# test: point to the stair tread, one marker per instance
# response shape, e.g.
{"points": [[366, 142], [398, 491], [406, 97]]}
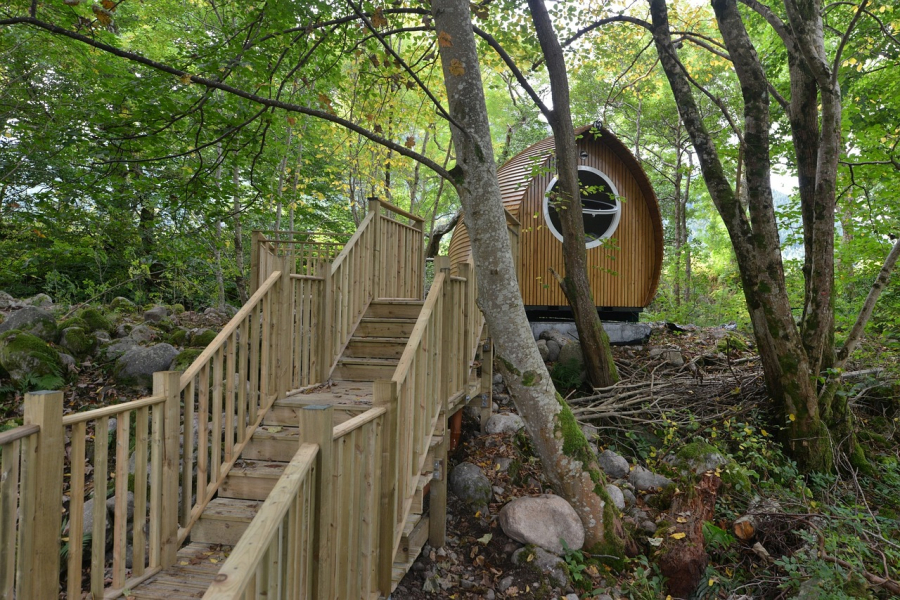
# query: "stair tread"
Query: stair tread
{"points": [[232, 509]]}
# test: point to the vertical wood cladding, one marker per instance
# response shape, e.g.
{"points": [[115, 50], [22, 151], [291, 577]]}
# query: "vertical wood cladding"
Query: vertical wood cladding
{"points": [[624, 271]]}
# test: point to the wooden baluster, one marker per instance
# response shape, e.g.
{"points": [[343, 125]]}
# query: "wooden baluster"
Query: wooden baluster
{"points": [[316, 425], [165, 383], [42, 469], [385, 395], [98, 535], [138, 539], [120, 522]]}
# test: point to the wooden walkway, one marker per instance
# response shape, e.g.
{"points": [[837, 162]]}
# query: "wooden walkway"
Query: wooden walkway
{"points": [[301, 456]]}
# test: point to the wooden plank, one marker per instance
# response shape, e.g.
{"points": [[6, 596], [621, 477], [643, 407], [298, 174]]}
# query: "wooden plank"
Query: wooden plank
{"points": [[120, 521], [9, 500], [138, 539]]}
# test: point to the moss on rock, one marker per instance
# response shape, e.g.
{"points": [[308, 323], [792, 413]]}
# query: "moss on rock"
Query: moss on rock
{"points": [[185, 358], [27, 357]]}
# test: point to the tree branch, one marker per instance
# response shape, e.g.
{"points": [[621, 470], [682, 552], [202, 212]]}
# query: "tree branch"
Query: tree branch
{"points": [[183, 75]]}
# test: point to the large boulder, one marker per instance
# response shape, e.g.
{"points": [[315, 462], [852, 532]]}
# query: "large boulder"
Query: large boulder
{"points": [[27, 357], [7, 302], [156, 314], [647, 481], [76, 341], [470, 485], [32, 320], [543, 521], [138, 364], [504, 424]]}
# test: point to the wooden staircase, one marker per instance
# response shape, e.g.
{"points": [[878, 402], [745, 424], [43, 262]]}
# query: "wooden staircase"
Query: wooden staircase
{"points": [[373, 353]]}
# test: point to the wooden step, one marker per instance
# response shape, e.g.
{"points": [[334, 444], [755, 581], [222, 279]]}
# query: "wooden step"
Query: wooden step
{"points": [[251, 479], [397, 328], [375, 347], [364, 369], [196, 566], [224, 521], [273, 442], [395, 308], [286, 412], [415, 534]]}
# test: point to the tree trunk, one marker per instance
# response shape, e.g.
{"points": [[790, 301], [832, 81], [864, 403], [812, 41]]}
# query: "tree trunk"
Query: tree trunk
{"points": [[576, 286], [559, 442]]}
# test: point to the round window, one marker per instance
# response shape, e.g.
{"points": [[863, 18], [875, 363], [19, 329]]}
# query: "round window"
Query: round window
{"points": [[600, 207]]}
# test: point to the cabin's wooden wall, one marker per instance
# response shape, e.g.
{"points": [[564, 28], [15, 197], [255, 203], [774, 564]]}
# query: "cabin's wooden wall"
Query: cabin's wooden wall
{"points": [[623, 273]]}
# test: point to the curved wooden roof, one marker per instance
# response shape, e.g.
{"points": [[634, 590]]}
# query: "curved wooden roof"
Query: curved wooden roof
{"points": [[519, 175]]}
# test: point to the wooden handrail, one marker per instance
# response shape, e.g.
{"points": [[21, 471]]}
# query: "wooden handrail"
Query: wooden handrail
{"points": [[240, 567], [110, 411], [10, 436], [356, 422], [396, 209], [351, 242], [220, 339]]}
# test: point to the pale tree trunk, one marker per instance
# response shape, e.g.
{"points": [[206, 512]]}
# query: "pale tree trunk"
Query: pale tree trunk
{"points": [[598, 361], [564, 452], [236, 209]]}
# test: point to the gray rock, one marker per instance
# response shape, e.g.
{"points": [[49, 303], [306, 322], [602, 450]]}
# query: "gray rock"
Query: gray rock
{"points": [[504, 424], [470, 485], [549, 564], [647, 481], [648, 527], [502, 463], [39, 300], [552, 350], [543, 521], [613, 465], [118, 348], [141, 334], [32, 320], [156, 314], [7, 302], [138, 364], [616, 495], [571, 353]]}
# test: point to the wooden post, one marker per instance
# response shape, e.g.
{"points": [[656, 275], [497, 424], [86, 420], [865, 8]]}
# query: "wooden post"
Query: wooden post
{"points": [[255, 239], [487, 380], [166, 383], [41, 501], [326, 333], [375, 211], [385, 394], [437, 496], [316, 426]]}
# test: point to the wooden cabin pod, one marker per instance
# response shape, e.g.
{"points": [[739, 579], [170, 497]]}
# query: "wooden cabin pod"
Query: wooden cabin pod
{"points": [[622, 224]]}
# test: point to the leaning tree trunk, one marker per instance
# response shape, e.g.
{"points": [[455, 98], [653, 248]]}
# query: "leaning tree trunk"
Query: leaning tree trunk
{"points": [[598, 361], [790, 378], [564, 452]]}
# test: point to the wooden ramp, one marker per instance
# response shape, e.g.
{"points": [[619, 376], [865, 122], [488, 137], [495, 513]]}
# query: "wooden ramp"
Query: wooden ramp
{"points": [[290, 460]]}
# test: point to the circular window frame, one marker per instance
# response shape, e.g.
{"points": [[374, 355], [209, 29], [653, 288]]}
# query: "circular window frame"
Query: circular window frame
{"points": [[616, 218]]}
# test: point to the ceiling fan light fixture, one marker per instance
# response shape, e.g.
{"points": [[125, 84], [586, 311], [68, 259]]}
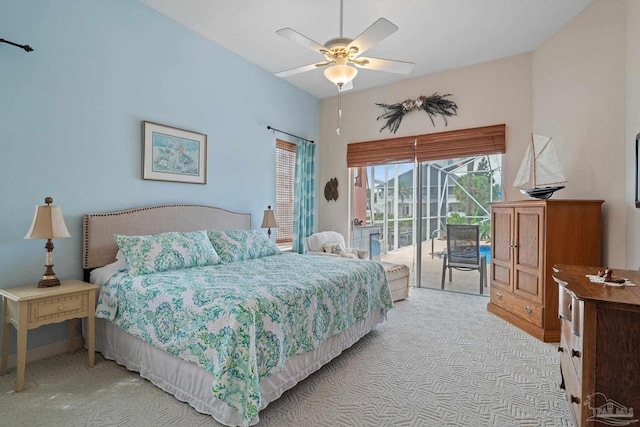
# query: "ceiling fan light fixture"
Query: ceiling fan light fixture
{"points": [[340, 74]]}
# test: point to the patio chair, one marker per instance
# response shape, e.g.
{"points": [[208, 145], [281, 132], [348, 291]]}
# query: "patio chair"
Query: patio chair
{"points": [[463, 253]]}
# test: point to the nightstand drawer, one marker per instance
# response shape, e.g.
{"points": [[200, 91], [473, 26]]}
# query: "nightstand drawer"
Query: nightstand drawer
{"points": [[61, 306]]}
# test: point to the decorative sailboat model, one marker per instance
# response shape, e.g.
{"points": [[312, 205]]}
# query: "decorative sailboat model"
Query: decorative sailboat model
{"points": [[540, 173]]}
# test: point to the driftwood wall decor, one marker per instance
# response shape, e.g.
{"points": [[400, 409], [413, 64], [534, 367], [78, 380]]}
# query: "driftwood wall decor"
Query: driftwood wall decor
{"points": [[434, 105]]}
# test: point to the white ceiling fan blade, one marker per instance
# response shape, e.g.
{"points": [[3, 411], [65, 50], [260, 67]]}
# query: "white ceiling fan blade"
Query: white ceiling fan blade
{"points": [[302, 69], [399, 67], [347, 86], [296, 37], [376, 32]]}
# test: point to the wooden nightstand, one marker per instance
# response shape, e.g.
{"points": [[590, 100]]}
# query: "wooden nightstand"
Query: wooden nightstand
{"points": [[28, 307]]}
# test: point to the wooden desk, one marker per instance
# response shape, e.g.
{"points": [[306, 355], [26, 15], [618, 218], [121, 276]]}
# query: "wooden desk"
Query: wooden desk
{"points": [[28, 307], [599, 345]]}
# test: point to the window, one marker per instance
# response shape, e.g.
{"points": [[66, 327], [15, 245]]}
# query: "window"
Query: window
{"points": [[285, 178]]}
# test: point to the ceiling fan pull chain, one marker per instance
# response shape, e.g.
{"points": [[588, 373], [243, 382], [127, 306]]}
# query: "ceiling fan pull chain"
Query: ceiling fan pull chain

# # # #

**EXERCISE AIM:** Format every line of the listing above as a JSON array of strings, one string per line, with no entries for blank lines. Leave out the picture lines.

**WRITTEN ANSWER:**
[
  "# test: point to the stair tread, one marker per instance",
  "# response shape, e.g.",
  "{\"points\": [[366, 142], [398, 491], [406, 97]]}",
  "# query: \"stair tread\"",
  "Query: stair tread",
  "{\"points\": [[232, 509]]}",
  "# test: point to the vertical wood cladding, one marker per instance",
  "# response shape, e.g.",
  "{\"points\": [[115, 50], [22, 151], [291, 577]]}",
  "# query: \"vertical wood cladding\"",
  "Query: vertical wood cladding",
  "{\"points\": [[624, 271]]}",
  "# test: point to the wooden baluster, one marker per instance",
  "# response shape, e.g.",
  "{\"points\": [[343, 125]]}",
  "# query: \"wooden baluster\"",
  "Query: wooden baluster",
  "{\"points\": [[316, 425], [165, 383], [42, 469], [385, 395], [98, 535], [138, 539], [120, 522]]}",
  "# test: point to the wooden walkway, one marker per instance",
  "# response shape, e.g.",
  "{\"points\": [[837, 162]]}",
  "# query: \"wooden walkway\"",
  "Query: wooden walkway",
  "{\"points\": [[301, 456]]}",
  "# test: point to the wooden plank, one marker per instance",
  "# response shape, e.g.",
  "{\"points\": [[6, 596], [621, 477], [643, 407], [298, 174]]}",
  "# query: \"wooden plank\"",
  "Query: wooden plank",
  "{\"points\": [[120, 521], [9, 500], [138, 539]]}",
  "# test: point to the moss on rock, one marker per instance",
  "# response shape, e.g.",
  "{\"points\": [[308, 323], [792, 413]]}",
  "# query: \"moss on rock\"",
  "Query: moss on rock",
  "{\"points\": [[185, 358], [27, 357]]}",
  "# test: point to the tree branch, one marker per instance",
  "# response shape, e.g.",
  "{\"points\": [[621, 470], [682, 552], [202, 212]]}",
  "# query: \"tree branch\"",
  "Query: tree branch",
  "{\"points\": [[183, 75]]}",
  "# test: point to the large boulder, one marker per instance",
  "# response shape, e.g.",
  "{\"points\": [[315, 462], [852, 532]]}",
  "# query: \"large boulder\"",
  "Query: large boulder",
  "{\"points\": [[27, 357], [7, 302], [156, 314], [647, 481], [76, 341], [470, 485], [32, 320], [543, 521], [138, 364], [504, 424]]}",
  "# test: point to the wooden staircase, one marker per instance",
  "# response shape, e.g.",
  "{\"points\": [[878, 402], [745, 424], [43, 262]]}",
  "# query: \"wooden staircase\"",
  "Query: wooden staircase",
  "{\"points\": [[373, 353]]}",
  "# test: point to the wooden step, one marker per instance",
  "# response shape, e.g.",
  "{\"points\": [[334, 444], [755, 581], [222, 279]]}",
  "# query: \"wooden step\"",
  "Query: wooden step",
  "{\"points\": [[251, 479], [397, 328], [375, 347], [364, 369], [196, 566], [224, 521], [273, 442], [395, 308], [286, 412], [415, 534]]}",
  "# test: point to the tree trunk, one marker per instance",
  "# response shape, e.g.",
  "{\"points\": [[790, 301], [832, 81], [864, 403], [812, 41]]}",
  "# query: \"tree trunk\"",
  "Query: tree trunk",
  "{\"points\": [[576, 286], [559, 442]]}",
  "# test: point to the round window, one marker per instance",
  "# response shape, e.g.",
  "{\"points\": [[863, 18], [875, 363], [19, 329]]}",
  "# query: \"round window\"",
  "Query: round window",
  "{\"points\": [[600, 207]]}",
  "# test: point to the cabin's wooden wall, one marker per instance",
  "# response shape, e.g.",
  "{\"points\": [[564, 28], [15, 197], [255, 203], [774, 564]]}",
  "# query: \"cabin's wooden wall\"",
  "Query: cabin's wooden wall",
  "{\"points\": [[623, 273]]}",
  "# test: point to the curved wooden roof, one marker per instance",
  "# response shape, e.g.",
  "{\"points\": [[634, 590]]}",
  "# query: \"curved wooden roof\"",
  "Query: curved wooden roof",
  "{\"points\": [[519, 175]]}",
  "# test: point to the wooden handrail, one marker per instance",
  "# response shape, e.g.",
  "{\"points\": [[21, 471]]}",
  "# query: \"wooden handrail\"",
  "Query: wooden handrail",
  "{\"points\": [[240, 567], [110, 411], [10, 436], [356, 422], [396, 209], [351, 242], [220, 339]]}",
  "# test: point to the pale tree trunk, one marker per instance",
  "# response shape, e.g.",
  "{\"points\": [[206, 512]]}",
  "# query: \"pale tree trunk\"",
  "Query: pale tree trunk",
  "{\"points\": [[598, 361], [564, 452], [236, 209]]}",
  "# test: point to the gray rock, one marker per instance",
  "# response shape, e.g.",
  "{\"points\": [[49, 303], [306, 322], [602, 450]]}",
  "# query: \"gray rock\"",
  "Query: gray rock",
  "{\"points\": [[504, 424], [470, 485], [549, 564], [647, 481], [648, 527], [502, 463], [39, 300], [552, 350], [543, 521], [613, 465], [118, 348], [141, 334], [32, 320], [156, 314], [7, 302], [138, 364], [616, 495], [571, 353]]}",
  "# test: point to the wooden post, one marker per instance",
  "# response shape, e.g.",
  "{\"points\": [[656, 275], [497, 424], [86, 420], [865, 8]]}",
  "# query: \"wooden post\"",
  "Query: wooden post",
  "{\"points\": [[255, 239], [487, 380], [166, 383], [41, 501], [326, 333], [375, 211], [385, 394], [437, 496], [316, 426]]}",
  "# test: point to the wooden cabin pod, one marker per instance",
  "# response shape, e.g.",
  "{\"points\": [[739, 579], [170, 497]]}",
  "# query: \"wooden cabin pod\"",
  "Query: wooden cabin pod",
  "{\"points\": [[622, 224]]}",
  "# test: point to the leaning tree trunk, one marker per instance",
  "# response shape, e.g.",
  "{\"points\": [[455, 98], [653, 248]]}",
  "# query: \"leaning tree trunk\"",
  "Query: leaning tree trunk",
  "{\"points\": [[598, 361], [790, 378], [564, 452]]}",
  "# test: point to the wooden ramp, one marker per instance",
  "# response shape, e.g.",
  "{\"points\": [[619, 376], [865, 122], [488, 137], [495, 513]]}",
  "# query: \"wooden ramp\"",
  "Query: wooden ramp",
  "{\"points\": [[290, 460]]}",
  "# test: point to the circular window frame, one marker per instance",
  "# response shape, e.g.",
  "{\"points\": [[374, 355], [209, 29], [653, 288]]}",
  "# query: \"circular window frame\"",
  "Query: circular window frame",
  "{\"points\": [[616, 218]]}",
  "# test: point to the ceiling fan light fixture, one marker per instance",
  "# response shape, e.g.",
  "{\"points\": [[125, 84], [586, 311], [68, 259]]}",
  "# query: \"ceiling fan light fixture\"",
  "Query: ceiling fan light fixture",
  "{\"points\": [[340, 74]]}",
  "# test: point to the patio chair, one marker per instance",
  "# response shape, e.g.",
  "{\"points\": [[208, 145], [281, 132], [348, 291]]}",
  "# query: \"patio chair\"",
  "Query: patio chair",
  "{\"points\": [[463, 253]]}",
  "# test: point to the nightstand drawer, one marker per instance",
  "# response shape, e.g.",
  "{\"points\": [[200, 91], [473, 26]]}",
  "# query: \"nightstand drawer\"",
  "Query: nightstand drawer",
  "{\"points\": [[61, 306]]}",
  "# test: point to the decorative sailboat model, one marker per instance",
  "# response shape, e.g.",
  "{\"points\": [[312, 205]]}",
  "# query: \"decorative sailboat model\"",
  "Query: decorative sailboat model",
  "{\"points\": [[540, 173]]}",
  "# test: point to the driftwood wall decor, one marker per instance",
  "# response shape, e.g.",
  "{\"points\": [[400, 409], [413, 64], [534, 367], [78, 380]]}",
  "# query: \"driftwood wall decor\"",
  "Query: driftwood wall decor",
  "{\"points\": [[434, 105]]}",
  "# test: point to the white ceiling fan blade, one marker per instance",
  "# response shape, e.g.",
  "{\"points\": [[3, 411], [65, 50], [260, 67]]}",
  "# query: \"white ceiling fan blade\"",
  "Query: white ceiling fan blade",
  "{\"points\": [[302, 69], [399, 67], [347, 86], [296, 37], [376, 32]]}",
  "# test: point to the wooden nightstand, one marker per instance",
  "# response shape, e.g.",
  "{\"points\": [[590, 100]]}",
  "# query: \"wooden nightstand\"",
  "Query: wooden nightstand",
  "{\"points\": [[28, 307]]}",
  "# test: point to the wooden desk, one marker per instance",
  "# response shape, e.g.",
  "{\"points\": [[306, 355], [26, 15], [618, 218], [121, 276]]}",
  "# query: \"wooden desk\"",
  "Query: wooden desk",
  "{\"points\": [[28, 307], [599, 345]]}",
  "# test: point to the window, one marker per instance",
  "# response shape, e.g.",
  "{\"points\": [[66, 327], [15, 245]]}",
  "# query: \"window\"",
  "Query: window",
  "{\"points\": [[285, 178]]}",
  "# test: point to the ceiling fan pull chain, one marker per instance",
  "# response shape, e.g.",
  "{\"points\": [[588, 373], [243, 382], [127, 306]]}",
  "# query: \"ceiling fan pull chain\"",
  "Query: ceiling fan pull chain"
]